-- BEGIN GIVEN RECORDS --

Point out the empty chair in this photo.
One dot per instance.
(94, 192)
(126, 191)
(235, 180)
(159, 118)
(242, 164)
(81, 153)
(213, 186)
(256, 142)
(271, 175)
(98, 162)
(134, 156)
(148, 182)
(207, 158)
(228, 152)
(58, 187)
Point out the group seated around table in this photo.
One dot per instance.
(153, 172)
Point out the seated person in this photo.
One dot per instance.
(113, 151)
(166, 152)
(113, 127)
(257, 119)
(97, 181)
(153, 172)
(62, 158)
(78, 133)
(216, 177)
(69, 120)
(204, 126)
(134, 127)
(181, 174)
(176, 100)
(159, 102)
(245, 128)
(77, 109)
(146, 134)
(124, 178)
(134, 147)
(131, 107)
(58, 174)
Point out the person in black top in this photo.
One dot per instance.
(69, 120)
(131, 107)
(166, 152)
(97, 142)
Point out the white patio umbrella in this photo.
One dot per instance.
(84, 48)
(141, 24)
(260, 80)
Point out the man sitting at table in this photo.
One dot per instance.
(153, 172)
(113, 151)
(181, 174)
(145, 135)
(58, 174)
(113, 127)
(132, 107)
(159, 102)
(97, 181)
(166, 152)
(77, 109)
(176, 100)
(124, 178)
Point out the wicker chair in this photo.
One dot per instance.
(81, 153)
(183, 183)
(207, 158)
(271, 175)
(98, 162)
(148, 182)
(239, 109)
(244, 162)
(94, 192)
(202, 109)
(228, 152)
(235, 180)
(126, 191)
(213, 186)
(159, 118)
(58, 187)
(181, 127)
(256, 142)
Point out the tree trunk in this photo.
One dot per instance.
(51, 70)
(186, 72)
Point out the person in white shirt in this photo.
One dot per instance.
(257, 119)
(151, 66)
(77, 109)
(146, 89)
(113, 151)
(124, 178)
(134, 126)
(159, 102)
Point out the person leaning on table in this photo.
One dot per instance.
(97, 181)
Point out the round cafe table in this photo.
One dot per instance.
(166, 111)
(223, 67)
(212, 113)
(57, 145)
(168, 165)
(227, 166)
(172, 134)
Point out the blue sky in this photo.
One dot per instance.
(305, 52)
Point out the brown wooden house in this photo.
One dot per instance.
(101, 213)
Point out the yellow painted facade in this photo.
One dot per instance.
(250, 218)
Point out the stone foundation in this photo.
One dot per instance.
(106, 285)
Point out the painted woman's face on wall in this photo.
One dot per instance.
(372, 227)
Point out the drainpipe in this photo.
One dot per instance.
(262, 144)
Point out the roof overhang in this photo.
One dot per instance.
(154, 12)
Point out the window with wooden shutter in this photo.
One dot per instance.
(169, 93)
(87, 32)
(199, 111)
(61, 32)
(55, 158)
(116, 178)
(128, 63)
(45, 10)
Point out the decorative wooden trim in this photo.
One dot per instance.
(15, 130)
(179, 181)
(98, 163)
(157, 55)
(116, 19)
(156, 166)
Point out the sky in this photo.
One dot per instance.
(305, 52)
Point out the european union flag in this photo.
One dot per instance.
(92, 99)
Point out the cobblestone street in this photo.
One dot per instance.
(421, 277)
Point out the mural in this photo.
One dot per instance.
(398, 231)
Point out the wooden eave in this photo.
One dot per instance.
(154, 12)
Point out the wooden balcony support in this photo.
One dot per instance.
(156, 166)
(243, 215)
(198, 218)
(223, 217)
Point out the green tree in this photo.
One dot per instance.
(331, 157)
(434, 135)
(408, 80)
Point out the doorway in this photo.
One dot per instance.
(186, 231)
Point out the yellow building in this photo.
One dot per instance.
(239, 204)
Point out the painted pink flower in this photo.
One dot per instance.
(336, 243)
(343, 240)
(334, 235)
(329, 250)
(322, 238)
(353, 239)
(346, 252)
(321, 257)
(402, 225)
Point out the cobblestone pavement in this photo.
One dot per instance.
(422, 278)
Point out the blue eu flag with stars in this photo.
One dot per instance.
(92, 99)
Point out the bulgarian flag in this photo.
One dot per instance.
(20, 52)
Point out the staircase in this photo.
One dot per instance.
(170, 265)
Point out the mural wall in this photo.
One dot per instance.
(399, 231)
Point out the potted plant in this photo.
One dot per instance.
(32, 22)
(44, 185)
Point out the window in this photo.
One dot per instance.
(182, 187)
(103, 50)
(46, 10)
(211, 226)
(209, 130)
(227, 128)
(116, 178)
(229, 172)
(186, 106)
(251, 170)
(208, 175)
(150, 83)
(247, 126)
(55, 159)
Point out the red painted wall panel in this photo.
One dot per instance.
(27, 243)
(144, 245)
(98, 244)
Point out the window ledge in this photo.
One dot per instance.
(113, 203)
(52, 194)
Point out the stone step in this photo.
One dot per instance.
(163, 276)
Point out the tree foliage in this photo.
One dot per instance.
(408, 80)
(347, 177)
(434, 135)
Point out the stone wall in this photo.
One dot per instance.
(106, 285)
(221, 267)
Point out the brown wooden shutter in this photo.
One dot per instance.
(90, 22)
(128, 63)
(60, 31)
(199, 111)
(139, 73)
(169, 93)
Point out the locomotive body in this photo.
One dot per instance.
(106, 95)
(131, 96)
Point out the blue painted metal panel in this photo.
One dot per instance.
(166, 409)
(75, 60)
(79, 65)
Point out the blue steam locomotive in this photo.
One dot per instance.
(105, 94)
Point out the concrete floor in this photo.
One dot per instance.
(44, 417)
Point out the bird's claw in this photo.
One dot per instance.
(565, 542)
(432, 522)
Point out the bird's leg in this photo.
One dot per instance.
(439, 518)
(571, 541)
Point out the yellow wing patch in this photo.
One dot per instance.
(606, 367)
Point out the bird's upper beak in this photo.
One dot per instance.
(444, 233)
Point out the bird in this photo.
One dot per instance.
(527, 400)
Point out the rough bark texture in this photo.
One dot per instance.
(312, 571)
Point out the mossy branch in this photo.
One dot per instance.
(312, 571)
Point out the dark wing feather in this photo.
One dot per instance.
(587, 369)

-- END GIVEN RECORDS --

**WHAT IS REQUIRED:** Copy the lines exactly, from the line containing "Point out the mossy branch in this photo." through the last line above, including both.

**ANSWER TO THIS PROBLEM:**
Point out the mossy branch in this photo.
One dot per instance.
(312, 571)
Point out the dark wing feather in this photo.
One dot per instance.
(587, 369)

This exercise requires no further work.